**The problem**
Extract every line from the entries below that contains the word "stubble", matching case exactly.

**Dataset entries**
((

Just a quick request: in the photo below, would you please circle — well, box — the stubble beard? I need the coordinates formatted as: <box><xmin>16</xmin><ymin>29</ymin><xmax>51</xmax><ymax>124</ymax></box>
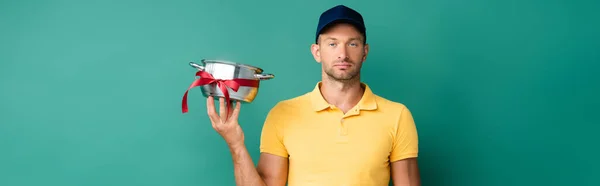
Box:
<box><xmin>325</xmin><ymin>62</ymin><xmax>360</xmax><ymax>82</ymax></box>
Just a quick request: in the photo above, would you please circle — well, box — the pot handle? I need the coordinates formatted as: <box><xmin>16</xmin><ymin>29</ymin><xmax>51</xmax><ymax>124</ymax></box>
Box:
<box><xmin>254</xmin><ymin>74</ymin><xmax>275</xmax><ymax>80</ymax></box>
<box><xmin>190</xmin><ymin>62</ymin><xmax>204</xmax><ymax>71</ymax></box>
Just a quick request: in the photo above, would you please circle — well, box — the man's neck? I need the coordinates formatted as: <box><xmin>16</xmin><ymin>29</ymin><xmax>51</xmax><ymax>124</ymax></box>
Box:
<box><xmin>320</xmin><ymin>78</ymin><xmax>364</xmax><ymax>113</ymax></box>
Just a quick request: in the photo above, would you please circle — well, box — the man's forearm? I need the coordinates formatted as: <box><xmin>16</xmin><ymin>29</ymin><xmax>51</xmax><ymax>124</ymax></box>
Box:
<box><xmin>229</xmin><ymin>145</ymin><xmax>267</xmax><ymax>186</ymax></box>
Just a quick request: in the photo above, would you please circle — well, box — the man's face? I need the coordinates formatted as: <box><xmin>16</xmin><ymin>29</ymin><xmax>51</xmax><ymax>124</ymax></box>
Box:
<box><xmin>311</xmin><ymin>24</ymin><xmax>369</xmax><ymax>81</ymax></box>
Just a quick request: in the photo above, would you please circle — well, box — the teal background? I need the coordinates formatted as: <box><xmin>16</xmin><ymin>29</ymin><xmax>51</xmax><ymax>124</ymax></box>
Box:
<box><xmin>0</xmin><ymin>0</ymin><xmax>600</xmax><ymax>186</ymax></box>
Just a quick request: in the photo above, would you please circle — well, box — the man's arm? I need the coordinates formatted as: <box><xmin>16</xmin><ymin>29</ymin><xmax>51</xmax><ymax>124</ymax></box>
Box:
<box><xmin>230</xmin><ymin>146</ymin><xmax>288</xmax><ymax>186</ymax></box>
<box><xmin>392</xmin><ymin>158</ymin><xmax>421</xmax><ymax>186</ymax></box>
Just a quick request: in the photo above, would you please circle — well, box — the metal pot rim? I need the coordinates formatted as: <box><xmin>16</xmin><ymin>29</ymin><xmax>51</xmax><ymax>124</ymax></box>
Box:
<box><xmin>200</xmin><ymin>59</ymin><xmax>263</xmax><ymax>74</ymax></box>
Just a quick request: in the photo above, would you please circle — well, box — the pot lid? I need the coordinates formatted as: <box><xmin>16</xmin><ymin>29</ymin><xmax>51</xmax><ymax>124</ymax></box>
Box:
<box><xmin>200</xmin><ymin>59</ymin><xmax>263</xmax><ymax>74</ymax></box>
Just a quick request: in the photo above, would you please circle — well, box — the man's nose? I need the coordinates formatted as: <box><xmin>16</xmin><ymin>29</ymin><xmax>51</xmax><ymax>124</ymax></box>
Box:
<box><xmin>338</xmin><ymin>45</ymin><xmax>348</xmax><ymax>60</ymax></box>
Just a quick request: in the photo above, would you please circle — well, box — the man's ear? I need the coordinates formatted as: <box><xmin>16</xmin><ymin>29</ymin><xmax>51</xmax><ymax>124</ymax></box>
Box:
<box><xmin>310</xmin><ymin>44</ymin><xmax>321</xmax><ymax>63</ymax></box>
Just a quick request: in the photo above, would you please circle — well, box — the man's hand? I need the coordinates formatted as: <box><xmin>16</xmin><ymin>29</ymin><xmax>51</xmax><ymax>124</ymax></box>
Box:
<box><xmin>206</xmin><ymin>96</ymin><xmax>244</xmax><ymax>148</ymax></box>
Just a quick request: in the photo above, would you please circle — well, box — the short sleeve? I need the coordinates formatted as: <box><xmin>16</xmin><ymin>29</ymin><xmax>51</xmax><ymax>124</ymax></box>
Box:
<box><xmin>390</xmin><ymin>107</ymin><xmax>419</xmax><ymax>162</ymax></box>
<box><xmin>260</xmin><ymin>105</ymin><xmax>288</xmax><ymax>158</ymax></box>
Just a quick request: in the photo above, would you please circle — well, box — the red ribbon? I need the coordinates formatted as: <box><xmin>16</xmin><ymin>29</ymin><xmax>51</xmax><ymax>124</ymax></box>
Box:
<box><xmin>181</xmin><ymin>71</ymin><xmax>259</xmax><ymax>117</ymax></box>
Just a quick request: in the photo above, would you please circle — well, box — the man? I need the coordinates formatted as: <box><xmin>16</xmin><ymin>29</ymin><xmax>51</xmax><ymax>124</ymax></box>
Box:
<box><xmin>207</xmin><ymin>5</ymin><xmax>420</xmax><ymax>186</ymax></box>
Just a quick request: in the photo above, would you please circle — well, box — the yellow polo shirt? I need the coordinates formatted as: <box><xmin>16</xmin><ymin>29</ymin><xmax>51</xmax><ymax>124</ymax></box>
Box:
<box><xmin>260</xmin><ymin>82</ymin><xmax>418</xmax><ymax>186</ymax></box>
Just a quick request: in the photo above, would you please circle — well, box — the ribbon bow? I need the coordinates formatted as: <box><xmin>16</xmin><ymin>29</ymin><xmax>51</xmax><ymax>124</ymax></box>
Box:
<box><xmin>181</xmin><ymin>70</ymin><xmax>259</xmax><ymax>117</ymax></box>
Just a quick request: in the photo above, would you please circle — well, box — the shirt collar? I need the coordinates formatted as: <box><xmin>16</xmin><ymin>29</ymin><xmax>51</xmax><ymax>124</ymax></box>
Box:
<box><xmin>310</xmin><ymin>82</ymin><xmax>377</xmax><ymax>111</ymax></box>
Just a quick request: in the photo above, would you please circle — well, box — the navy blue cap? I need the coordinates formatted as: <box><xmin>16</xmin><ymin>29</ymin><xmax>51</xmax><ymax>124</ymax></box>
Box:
<box><xmin>315</xmin><ymin>5</ymin><xmax>367</xmax><ymax>42</ymax></box>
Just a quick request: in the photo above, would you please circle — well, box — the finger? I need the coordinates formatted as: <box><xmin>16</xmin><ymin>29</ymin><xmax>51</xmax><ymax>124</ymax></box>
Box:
<box><xmin>219</xmin><ymin>97</ymin><xmax>227</xmax><ymax>120</ymax></box>
<box><xmin>206</xmin><ymin>96</ymin><xmax>219</xmax><ymax>125</ymax></box>
<box><xmin>231</xmin><ymin>101</ymin><xmax>242</xmax><ymax>120</ymax></box>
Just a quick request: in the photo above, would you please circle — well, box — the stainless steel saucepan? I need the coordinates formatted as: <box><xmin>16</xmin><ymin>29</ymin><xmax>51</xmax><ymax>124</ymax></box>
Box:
<box><xmin>190</xmin><ymin>59</ymin><xmax>275</xmax><ymax>103</ymax></box>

))

**Solution to the exercise**
Just a quick request: in the photo below, would you please circle — well, box — the stubble beard? I need the coordinates formatted as: <box><xmin>16</xmin><ymin>29</ymin><xmax>51</xmax><ymax>124</ymax></box>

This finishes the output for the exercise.